• _Your objective_: Skip the pictures and repeat each line of the data exactly.

+ + +

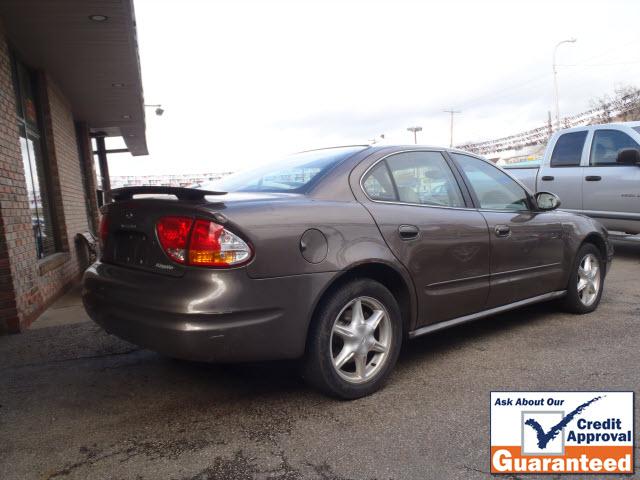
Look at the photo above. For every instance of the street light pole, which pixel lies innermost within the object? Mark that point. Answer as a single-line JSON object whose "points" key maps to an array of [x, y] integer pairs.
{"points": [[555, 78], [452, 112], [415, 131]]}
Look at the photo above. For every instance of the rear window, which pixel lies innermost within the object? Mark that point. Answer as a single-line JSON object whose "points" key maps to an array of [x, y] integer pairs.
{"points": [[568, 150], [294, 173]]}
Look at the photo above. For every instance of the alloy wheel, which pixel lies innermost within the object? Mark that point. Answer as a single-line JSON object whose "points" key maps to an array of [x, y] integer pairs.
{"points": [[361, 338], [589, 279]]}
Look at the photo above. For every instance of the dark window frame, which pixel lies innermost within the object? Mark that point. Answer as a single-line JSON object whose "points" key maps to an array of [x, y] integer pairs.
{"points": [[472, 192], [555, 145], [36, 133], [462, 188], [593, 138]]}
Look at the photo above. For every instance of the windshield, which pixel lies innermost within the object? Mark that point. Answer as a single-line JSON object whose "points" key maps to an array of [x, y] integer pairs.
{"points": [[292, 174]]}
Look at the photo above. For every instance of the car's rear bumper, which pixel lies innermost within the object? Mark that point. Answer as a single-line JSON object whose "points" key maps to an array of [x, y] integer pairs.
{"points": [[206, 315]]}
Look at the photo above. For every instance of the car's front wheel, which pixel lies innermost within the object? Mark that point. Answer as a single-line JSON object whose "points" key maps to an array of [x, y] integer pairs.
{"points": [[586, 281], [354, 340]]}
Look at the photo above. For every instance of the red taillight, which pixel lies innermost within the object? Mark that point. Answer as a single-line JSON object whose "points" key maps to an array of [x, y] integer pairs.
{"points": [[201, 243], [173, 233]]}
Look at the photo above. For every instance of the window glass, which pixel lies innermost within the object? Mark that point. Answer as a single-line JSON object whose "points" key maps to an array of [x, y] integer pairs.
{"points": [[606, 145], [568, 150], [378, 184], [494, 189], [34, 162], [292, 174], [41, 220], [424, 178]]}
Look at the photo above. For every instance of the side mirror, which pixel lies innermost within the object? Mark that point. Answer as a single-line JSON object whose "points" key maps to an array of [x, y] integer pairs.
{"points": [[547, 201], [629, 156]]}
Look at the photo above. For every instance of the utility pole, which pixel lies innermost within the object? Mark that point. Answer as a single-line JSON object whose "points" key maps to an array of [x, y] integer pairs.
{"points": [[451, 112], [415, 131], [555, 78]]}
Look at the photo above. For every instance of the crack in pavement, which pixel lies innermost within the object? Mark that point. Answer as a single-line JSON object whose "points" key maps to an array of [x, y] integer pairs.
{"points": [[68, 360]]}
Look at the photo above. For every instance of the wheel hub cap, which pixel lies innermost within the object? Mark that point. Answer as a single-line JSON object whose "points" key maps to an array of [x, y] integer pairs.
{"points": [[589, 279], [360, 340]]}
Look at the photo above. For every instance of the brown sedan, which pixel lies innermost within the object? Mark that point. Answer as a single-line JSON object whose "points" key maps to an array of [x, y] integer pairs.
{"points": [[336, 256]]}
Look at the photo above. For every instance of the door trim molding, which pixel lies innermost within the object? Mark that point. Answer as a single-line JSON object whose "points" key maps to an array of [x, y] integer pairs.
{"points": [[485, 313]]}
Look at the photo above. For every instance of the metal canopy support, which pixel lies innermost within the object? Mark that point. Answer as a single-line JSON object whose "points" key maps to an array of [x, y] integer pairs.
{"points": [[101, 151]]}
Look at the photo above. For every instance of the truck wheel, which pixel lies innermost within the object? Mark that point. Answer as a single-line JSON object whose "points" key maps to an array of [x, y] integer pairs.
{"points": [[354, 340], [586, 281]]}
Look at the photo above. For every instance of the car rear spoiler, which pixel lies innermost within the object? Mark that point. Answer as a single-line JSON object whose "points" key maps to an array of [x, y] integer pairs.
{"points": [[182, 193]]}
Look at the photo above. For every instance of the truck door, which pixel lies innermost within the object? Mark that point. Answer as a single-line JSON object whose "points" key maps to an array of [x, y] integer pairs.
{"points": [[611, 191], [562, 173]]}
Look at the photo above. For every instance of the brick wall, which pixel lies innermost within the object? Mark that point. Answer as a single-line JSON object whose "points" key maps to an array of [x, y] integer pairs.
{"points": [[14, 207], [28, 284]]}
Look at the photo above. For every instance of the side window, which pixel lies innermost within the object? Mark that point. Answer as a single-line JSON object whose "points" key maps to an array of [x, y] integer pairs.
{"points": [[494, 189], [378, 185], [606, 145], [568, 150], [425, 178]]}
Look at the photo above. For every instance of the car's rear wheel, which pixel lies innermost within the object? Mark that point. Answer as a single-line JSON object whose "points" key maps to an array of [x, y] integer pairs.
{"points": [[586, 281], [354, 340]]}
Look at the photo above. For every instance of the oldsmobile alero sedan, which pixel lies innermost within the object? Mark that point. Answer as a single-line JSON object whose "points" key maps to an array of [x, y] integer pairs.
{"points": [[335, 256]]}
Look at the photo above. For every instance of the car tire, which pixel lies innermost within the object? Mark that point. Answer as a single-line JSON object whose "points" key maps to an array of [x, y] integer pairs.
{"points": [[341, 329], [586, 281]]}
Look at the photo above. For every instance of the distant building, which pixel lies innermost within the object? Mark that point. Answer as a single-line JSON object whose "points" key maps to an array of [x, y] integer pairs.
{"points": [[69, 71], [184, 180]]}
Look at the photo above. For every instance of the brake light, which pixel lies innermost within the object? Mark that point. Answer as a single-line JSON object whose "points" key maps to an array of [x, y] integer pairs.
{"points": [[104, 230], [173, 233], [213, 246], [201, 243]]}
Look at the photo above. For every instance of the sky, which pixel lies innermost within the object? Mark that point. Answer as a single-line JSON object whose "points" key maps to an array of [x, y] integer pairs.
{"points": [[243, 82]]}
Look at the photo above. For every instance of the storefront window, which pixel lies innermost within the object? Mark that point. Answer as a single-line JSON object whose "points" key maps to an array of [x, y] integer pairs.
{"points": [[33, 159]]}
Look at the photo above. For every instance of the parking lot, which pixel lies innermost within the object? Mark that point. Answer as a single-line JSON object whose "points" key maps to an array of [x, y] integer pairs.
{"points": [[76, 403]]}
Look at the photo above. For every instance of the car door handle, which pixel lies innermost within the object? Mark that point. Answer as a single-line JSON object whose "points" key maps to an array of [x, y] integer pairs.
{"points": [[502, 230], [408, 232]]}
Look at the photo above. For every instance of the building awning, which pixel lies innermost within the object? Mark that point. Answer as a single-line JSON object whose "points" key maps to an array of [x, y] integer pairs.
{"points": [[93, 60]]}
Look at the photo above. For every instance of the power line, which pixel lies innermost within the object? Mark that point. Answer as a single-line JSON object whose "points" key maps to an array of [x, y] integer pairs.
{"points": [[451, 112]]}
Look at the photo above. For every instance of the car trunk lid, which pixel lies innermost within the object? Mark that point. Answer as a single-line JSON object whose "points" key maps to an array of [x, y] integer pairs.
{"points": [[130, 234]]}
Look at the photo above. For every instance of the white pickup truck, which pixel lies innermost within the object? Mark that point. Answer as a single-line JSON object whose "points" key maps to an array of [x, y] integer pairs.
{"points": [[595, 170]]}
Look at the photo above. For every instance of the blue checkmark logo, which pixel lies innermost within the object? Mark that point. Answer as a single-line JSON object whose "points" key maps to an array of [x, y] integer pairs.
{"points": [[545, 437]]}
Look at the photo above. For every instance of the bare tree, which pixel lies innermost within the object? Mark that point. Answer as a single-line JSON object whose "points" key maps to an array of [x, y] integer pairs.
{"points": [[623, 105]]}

+ + +

• _Task response_:
Look at the photo above. For every instance of the street light pole, which pixel lies innermost within the object? Mark that point. Answer as a single-line JSON object whose "points" key maps to an array of [x, y] integer pairs.
{"points": [[555, 78], [452, 112], [415, 131]]}
Look at the photo above. For every instance of the rear window, which pixel lies innermost within the object? Mark that point. Answer as a single-line JSON object whose "points" key maps to an array of [x, y] integer pairs.
{"points": [[568, 150], [294, 173]]}
Look at the photo above. For every instance of the alloy wheel, which pixel lies innermost within the object? Mark that point. Answer as a single-line JSON object whose "points" key maps to an array of [x, y] integer pairs.
{"points": [[361, 338], [589, 279]]}
Look at the photo above. For every instance of the dark window frame, which pixel lies innermost within the object? Mark that point. Answer as a single-line JSON object whose "points" key maps to an array of [x, y] integer pairs.
{"points": [[472, 192], [555, 145], [36, 133], [462, 188], [593, 138]]}
Look at the photo above. For every instance of the windshield, which pixel lies innermost within the object? Mark that point. Answer as a single-line JSON object whose "points" key maps to an array of [x, y] integer pairs.
{"points": [[292, 174]]}
Look at the photo above. For every instance of the car's rear bumper, which pixel lies innermost within the object? Mark that point. Answer as a single-line JSON object whose "points" key maps to an array of [x, y] integer pairs.
{"points": [[206, 315]]}
Look at the photo above. For every instance of the car's front wheel, which pixel lies innermost within the object? Mark that point. Answer as a single-line JSON object whose "points" key maps to an array of [x, y] integer pairs.
{"points": [[586, 281], [354, 340]]}
Look at the photo above. For every instance of the red taillight, which pixel lies innermost within the object? Mark that point. Answer as a single-line JSON object whose "points" key maps to an array of [x, y] integer pairs.
{"points": [[201, 243], [173, 233]]}
Look at the photo above. For every instance of the window glass, which pixel lies innermost within the object? Mark that point. Answer as a single-line JSON object whose "points" key maps to an array of [x, y] integer pairs.
{"points": [[606, 145], [568, 150], [378, 184], [494, 189], [34, 162], [292, 174], [41, 220], [424, 178]]}
Look at the photo above. For every instance of the side mirror, which pixel lies innermost within the object? Mark that point. Answer as a single-line JSON object whose "points" key maps to an array of [x, y] integer pairs.
{"points": [[547, 201], [629, 156]]}
Look at the photo above. For every instance of the utility pole, which pixel lies innermost within the object? Mark that point. Answer as a single-line JSON object whose "points" key maps to an array of [x, y] integer pairs.
{"points": [[451, 112], [415, 131], [555, 78]]}
Look at the photo above. For every instance of the crack in pavement, which pixel lies innermost within the object? Mark that point. Answer as a single-line JSON object whose "points" key maps to an array of [x, y] integer pairs.
{"points": [[68, 360]]}
Look at the photo above. For every instance of the wheel hub cap, which pixel lies innermost within the object? Mark that point. Answer as a single-line JSON object whose "points" key maps to an array of [x, y] integer pairs.
{"points": [[589, 279], [360, 340]]}
Look at the photo above. For every instance of the brown sedan, which pixel lies innermost within the object? Mark that point. Answer as a single-line JSON object whose "points" key maps to an array of [x, y] integer pairs.
{"points": [[336, 256]]}
Look at the photo above. For every instance of the door trim molding, which pixel lies innermost within the object? Mark that point. Answer as a single-line JSON object whose "points" key maps to an array of [x, y] integer pairs.
{"points": [[485, 313]]}
Look at the photo above. For every instance of the metal canopy support, which pixel lies innermost within the object? Mark that point. Answer as a single-line JSON object whose "points" key maps to an array of [x, y] integer pairs.
{"points": [[101, 151]]}
Look at the photo above. For every instance of the truck wheel, which pixel lies innermost within the object? Mark that point. Answer as a single-line JSON object whose "points" key maps to an array of [x, y] integer pairs.
{"points": [[354, 340], [586, 281]]}
Look at the photo above. For every instance of the car rear spoiler, which pixel lies innermost within the object? Mark that point. Answer as a single-line JSON object whose "points" key maps to an array of [x, y] integer pairs.
{"points": [[182, 193]]}
Look at the photo above. For every instance of the truck door, which pixel lies innermost within the object? Mark that point. Answer as a single-line JSON object whose "points" key maps to an array of [x, y] integer pairs.
{"points": [[611, 191], [562, 173]]}
Look at the photo above. For every instance of the brick wall, which pixel lies innermost within the object? Mark that point. Answer as a single-line JSON object whose "points" key maps to an array of [x, y] integer pairs.
{"points": [[14, 207], [28, 284]]}
Look at the photo above. For every instance of the side window, which pixel lies innermost within the object? Mark that point. Answer as a single-line JSON object whose "points" key maps to an array of [x, y] integer pairs.
{"points": [[494, 189], [378, 185], [606, 145], [568, 150], [425, 178]]}
Look at the photo above. For every instance of the car's rear wheel, which pixel lies innermost within the object? Mark that point. Answer as a single-line JSON object whose "points" key maps to an array of [x, y] integer pairs.
{"points": [[586, 281], [354, 340]]}
Look at the photo above. For every instance of the oldsmobile alero sedan, which pixel lies innermost within the object? Mark that point. Answer as a single-line JSON object whose "points" key maps to an array of [x, y] integer pairs.
{"points": [[335, 256]]}
Look at the photo above. For every instance of the car tire, which pixel lies innermost within the object? Mark that point. Answer as a single-line JSON object whose "points" key maps to an array of [x, y] integer pairs.
{"points": [[341, 329], [586, 281]]}
Look at the photo above. For every instance of the distant building, which pixel lies innermost within the object? Mark that point. Answer as a single-line JSON object whose "points" key maps to an array of [x, y] integer pairs.
{"points": [[69, 71], [184, 180]]}
Look at the photo above. For every instance of the brake light, which pixel lies innermost within the object? Mark that point. Answer as a single-line JSON object whose "points" key maps to an array of [x, y] integer pairs.
{"points": [[104, 230], [173, 233], [213, 246], [201, 243]]}
Look at the photo above. For every instance of the sky, which pixel lies innermost within the object? Mark that point. Answer as a single-line JSON object whose "points" key maps to an array of [x, y] integer pairs.
{"points": [[243, 82]]}
Look at the photo above. For every instance of the storefront window, which pixel lies innermost within the object? Mark that point. Answer as a single-line JSON object whose "points" key maps to an array of [x, y] integer pairs.
{"points": [[33, 159]]}
Look at the photo above. For every instance of the parking lot, which pixel lies innermost within the object? Mark that point. Answer as a single-line JSON object whose "points" key maps to an array of [x, y] integer pairs.
{"points": [[76, 403]]}
Look at the photo above. For every instance of the car door handle, which pixel lies innermost within the object? Mark that point. Answer as a single-line JSON object whose "points" key maps to an array of [x, y] integer pairs.
{"points": [[502, 230], [408, 232]]}
Look at the photo above. For every instance of the building awning, which pixel lies innermost within the object? Mark that point. Answer as a single-line JSON object whose "points" key maps to an array of [x, y] integer pairs.
{"points": [[93, 60]]}
Look at the photo above. For every instance of the power line, which pixel lies innermost within the object? Mark that point. Answer as a single-line JSON object whose "points" key maps to an array of [x, y] integer pairs.
{"points": [[451, 112]]}
Look at the photo above. For every instance of the car trunk lid, which pixel lies innermost within the object? Mark that point. Answer as a single-line JSON object whose "points" key maps to an array of [x, y] integer pairs.
{"points": [[130, 234]]}
Look at the photo above. For every instance of the white pickup truck, which pixel lies innermost within the object? Mark that point. Answer as a single-line JSON object whose "points" key maps to an array of [x, y] integer pairs.
{"points": [[595, 170]]}
Look at the photo above. For every instance of the blue checkmark logo, which pixel lies innermost within the object? Mark that point. Answer as a single-line JSON object whose "points" key maps to an array of [x, y] integer pairs.
{"points": [[545, 437]]}
Look at the photo above. For every instance of the bare tree, which pixel lies innermost within the object? Mark that point. Answer as a single-line JSON object whose "points" key maps to an array of [x, y] integer pairs.
{"points": [[623, 105]]}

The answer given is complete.